Goal of the exercise: Below you will find a set of lines. Repeat them all exactly.

▬▬▬▬▬▬▬▬▬▬

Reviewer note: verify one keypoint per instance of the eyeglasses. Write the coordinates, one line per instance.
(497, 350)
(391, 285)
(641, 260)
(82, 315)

▬▬▬▬▬▬▬▬▬▬

Answer to this task:
Reviewer note: verify one keypoint per instance of the eyeglasses. Write the coordinates, one line per instance.
(497, 350)
(391, 285)
(641, 260)
(82, 315)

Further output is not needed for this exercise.